= PROVIDED RECORDS =

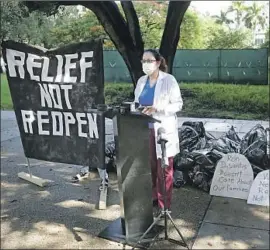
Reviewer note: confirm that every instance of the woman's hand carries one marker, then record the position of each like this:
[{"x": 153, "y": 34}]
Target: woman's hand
[{"x": 149, "y": 110}]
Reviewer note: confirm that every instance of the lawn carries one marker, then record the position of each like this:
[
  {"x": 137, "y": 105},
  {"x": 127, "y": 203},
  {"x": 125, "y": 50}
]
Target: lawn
[
  {"x": 6, "y": 102},
  {"x": 211, "y": 100}
]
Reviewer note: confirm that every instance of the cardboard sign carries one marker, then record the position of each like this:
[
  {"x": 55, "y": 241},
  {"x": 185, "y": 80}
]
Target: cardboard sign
[
  {"x": 233, "y": 177},
  {"x": 259, "y": 191},
  {"x": 54, "y": 94}
]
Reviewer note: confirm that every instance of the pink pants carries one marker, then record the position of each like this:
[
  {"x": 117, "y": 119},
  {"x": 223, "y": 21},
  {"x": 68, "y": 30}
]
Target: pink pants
[{"x": 157, "y": 183}]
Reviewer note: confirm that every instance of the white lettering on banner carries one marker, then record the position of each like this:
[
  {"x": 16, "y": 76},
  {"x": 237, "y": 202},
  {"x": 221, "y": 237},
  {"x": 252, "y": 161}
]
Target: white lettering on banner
[
  {"x": 69, "y": 65},
  {"x": 47, "y": 96},
  {"x": 45, "y": 71},
  {"x": 69, "y": 119},
  {"x": 93, "y": 130},
  {"x": 40, "y": 121},
  {"x": 61, "y": 120},
  {"x": 60, "y": 64},
  {"x": 81, "y": 122},
  {"x": 66, "y": 88},
  {"x": 28, "y": 118},
  {"x": 233, "y": 177},
  {"x": 13, "y": 61},
  {"x": 17, "y": 59},
  {"x": 55, "y": 114},
  {"x": 30, "y": 64},
  {"x": 84, "y": 65},
  {"x": 57, "y": 102}
]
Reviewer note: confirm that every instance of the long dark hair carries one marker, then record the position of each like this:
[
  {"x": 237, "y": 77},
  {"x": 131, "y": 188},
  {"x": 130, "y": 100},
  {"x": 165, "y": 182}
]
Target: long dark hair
[{"x": 163, "y": 65}]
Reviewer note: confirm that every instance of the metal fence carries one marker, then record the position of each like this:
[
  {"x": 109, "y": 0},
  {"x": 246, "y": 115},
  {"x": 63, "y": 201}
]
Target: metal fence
[{"x": 228, "y": 66}]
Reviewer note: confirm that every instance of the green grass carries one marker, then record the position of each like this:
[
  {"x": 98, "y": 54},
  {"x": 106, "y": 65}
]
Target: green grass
[
  {"x": 226, "y": 100},
  {"x": 211, "y": 100},
  {"x": 6, "y": 102}
]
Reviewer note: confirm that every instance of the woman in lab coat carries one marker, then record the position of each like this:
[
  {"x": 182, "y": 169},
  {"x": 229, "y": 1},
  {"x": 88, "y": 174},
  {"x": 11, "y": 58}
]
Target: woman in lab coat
[{"x": 160, "y": 93}]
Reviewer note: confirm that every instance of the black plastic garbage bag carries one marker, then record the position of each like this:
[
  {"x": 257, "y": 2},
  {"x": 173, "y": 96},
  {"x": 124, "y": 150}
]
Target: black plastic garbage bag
[
  {"x": 179, "y": 179},
  {"x": 200, "y": 178},
  {"x": 224, "y": 145},
  {"x": 201, "y": 158},
  {"x": 197, "y": 126},
  {"x": 191, "y": 137},
  {"x": 254, "y": 147},
  {"x": 183, "y": 161},
  {"x": 232, "y": 135},
  {"x": 110, "y": 156}
]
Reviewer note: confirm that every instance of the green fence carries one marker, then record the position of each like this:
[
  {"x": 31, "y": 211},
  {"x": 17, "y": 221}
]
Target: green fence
[{"x": 232, "y": 66}]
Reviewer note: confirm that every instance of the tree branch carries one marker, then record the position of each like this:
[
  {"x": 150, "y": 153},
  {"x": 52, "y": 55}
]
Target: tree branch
[
  {"x": 114, "y": 25},
  {"x": 171, "y": 34},
  {"x": 133, "y": 24}
]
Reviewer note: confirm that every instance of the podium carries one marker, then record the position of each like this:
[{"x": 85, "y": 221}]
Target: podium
[{"x": 131, "y": 135}]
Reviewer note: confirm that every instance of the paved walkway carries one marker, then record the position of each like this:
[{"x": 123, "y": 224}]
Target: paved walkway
[{"x": 64, "y": 215}]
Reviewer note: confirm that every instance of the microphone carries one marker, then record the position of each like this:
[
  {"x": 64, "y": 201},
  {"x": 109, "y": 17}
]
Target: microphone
[{"x": 161, "y": 135}]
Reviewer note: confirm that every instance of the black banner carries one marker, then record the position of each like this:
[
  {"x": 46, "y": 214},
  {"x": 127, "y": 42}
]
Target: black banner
[{"x": 55, "y": 93}]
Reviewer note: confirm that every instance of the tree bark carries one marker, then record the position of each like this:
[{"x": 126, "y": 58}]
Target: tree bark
[
  {"x": 171, "y": 34},
  {"x": 126, "y": 36}
]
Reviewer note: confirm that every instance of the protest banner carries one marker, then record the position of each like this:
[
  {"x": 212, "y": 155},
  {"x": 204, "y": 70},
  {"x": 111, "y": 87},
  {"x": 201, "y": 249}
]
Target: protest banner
[{"x": 55, "y": 94}]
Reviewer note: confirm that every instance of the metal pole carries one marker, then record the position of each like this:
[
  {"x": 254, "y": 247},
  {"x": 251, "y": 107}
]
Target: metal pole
[{"x": 28, "y": 165}]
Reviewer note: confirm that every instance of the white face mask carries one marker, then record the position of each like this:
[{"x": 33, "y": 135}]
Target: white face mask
[{"x": 149, "y": 68}]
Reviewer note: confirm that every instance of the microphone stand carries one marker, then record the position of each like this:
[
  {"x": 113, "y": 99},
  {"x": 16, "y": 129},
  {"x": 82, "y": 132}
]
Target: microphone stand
[{"x": 165, "y": 211}]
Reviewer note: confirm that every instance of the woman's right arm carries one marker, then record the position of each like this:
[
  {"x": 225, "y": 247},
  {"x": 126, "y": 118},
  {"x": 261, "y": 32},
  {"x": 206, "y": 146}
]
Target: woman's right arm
[{"x": 137, "y": 91}]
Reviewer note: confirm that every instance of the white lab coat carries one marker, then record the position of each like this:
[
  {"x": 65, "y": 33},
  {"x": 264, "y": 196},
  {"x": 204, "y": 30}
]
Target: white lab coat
[{"x": 167, "y": 101}]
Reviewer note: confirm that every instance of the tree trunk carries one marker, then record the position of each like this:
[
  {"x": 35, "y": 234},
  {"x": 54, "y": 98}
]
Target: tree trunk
[
  {"x": 115, "y": 26},
  {"x": 171, "y": 34},
  {"x": 126, "y": 36}
]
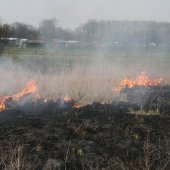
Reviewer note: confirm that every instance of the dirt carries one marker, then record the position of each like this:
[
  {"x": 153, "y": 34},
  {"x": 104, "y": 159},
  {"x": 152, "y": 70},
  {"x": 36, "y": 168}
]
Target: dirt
[{"x": 55, "y": 135}]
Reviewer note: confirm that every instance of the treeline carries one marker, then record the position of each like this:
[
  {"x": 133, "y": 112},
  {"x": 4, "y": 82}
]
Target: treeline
[{"x": 124, "y": 32}]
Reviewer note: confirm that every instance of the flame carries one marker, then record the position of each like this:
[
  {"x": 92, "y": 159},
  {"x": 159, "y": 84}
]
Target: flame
[
  {"x": 141, "y": 80},
  {"x": 67, "y": 98},
  {"x": 76, "y": 106},
  {"x": 31, "y": 88}
]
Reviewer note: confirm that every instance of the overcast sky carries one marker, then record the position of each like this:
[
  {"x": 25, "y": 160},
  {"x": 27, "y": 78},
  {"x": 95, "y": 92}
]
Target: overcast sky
[{"x": 71, "y": 13}]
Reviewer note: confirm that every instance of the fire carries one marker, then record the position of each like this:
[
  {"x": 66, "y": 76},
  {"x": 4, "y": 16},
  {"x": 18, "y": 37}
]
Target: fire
[
  {"x": 141, "y": 80},
  {"x": 31, "y": 88},
  {"x": 76, "y": 106},
  {"x": 67, "y": 98}
]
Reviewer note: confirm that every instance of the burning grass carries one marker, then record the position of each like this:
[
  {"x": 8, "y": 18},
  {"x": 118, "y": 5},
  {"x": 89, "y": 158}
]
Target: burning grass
[{"x": 71, "y": 119}]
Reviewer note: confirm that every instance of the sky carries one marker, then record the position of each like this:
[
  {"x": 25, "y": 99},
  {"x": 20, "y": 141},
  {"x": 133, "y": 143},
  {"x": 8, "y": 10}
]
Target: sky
[{"x": 72, "y": 13}]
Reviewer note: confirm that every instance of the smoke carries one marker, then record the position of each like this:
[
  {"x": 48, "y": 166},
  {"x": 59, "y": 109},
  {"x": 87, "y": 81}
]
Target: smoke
[{"x": 86, "y": 79}]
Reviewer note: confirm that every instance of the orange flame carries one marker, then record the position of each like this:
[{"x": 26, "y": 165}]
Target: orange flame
[
  {"x": 31, "y": 88},
  {"x": 67, "y": 98},
  {"x": 76, "y": 106},
  {"x": 141, "y": 80}
]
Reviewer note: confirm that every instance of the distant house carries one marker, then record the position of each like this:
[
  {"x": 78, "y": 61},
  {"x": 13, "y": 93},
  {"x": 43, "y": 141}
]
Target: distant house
[
  {"x": 11, "y": 41},
  {"x": 68, "y": 44},
  {"x": 35, "y": 43}
]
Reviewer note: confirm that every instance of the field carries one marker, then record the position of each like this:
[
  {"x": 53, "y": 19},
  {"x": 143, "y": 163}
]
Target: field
[{"x": 91, "y": 129}]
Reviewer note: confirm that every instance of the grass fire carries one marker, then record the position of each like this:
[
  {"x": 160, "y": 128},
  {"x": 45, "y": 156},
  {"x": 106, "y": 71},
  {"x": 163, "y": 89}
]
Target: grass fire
[{"x": 84, "y": 85}]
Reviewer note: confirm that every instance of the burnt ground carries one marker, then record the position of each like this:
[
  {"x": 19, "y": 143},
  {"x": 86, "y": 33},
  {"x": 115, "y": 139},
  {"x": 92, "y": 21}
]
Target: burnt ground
[{"x": 55, "y": 135}]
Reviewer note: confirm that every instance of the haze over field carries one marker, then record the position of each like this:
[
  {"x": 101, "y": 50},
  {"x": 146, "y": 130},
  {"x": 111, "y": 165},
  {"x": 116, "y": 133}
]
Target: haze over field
[{"x": 72, "y": 13}]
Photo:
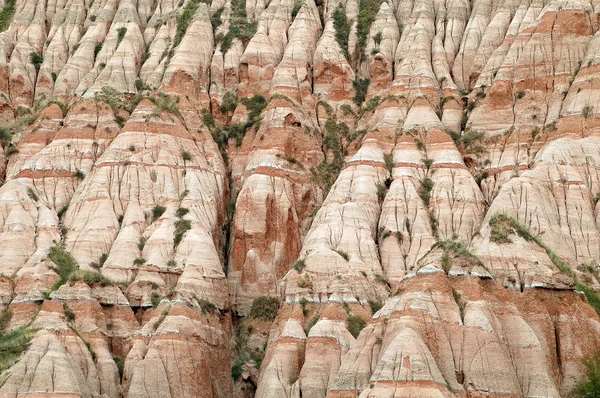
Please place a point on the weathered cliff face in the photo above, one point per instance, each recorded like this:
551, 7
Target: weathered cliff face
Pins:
316, 199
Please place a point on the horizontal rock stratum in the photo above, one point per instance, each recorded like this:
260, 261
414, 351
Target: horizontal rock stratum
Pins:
299, 198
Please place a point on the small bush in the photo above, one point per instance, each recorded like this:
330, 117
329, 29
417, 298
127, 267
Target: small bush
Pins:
6, 14
425, 188
361, 86
381, 191
342, 29
304, 282
157, 212
229, 103
265, 308
121, 35
355, 324
5, 318
78, 174
12, 345
139, 261
375, 306
65, 264
155, 299
97, 48
186, 156
303, 303
181, 212
36, 60
299, 266
206, 306
69, 314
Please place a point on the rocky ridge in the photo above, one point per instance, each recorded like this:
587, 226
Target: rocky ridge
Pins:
327, 199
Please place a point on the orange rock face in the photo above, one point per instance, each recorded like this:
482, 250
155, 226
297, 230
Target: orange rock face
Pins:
316, 199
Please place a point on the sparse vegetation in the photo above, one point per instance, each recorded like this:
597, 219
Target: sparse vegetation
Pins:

= WORK REQUIRED =
Work out how many lines above have the string "vegetation" in them, and give only the number.

= COMPLETED EXERCISE =
2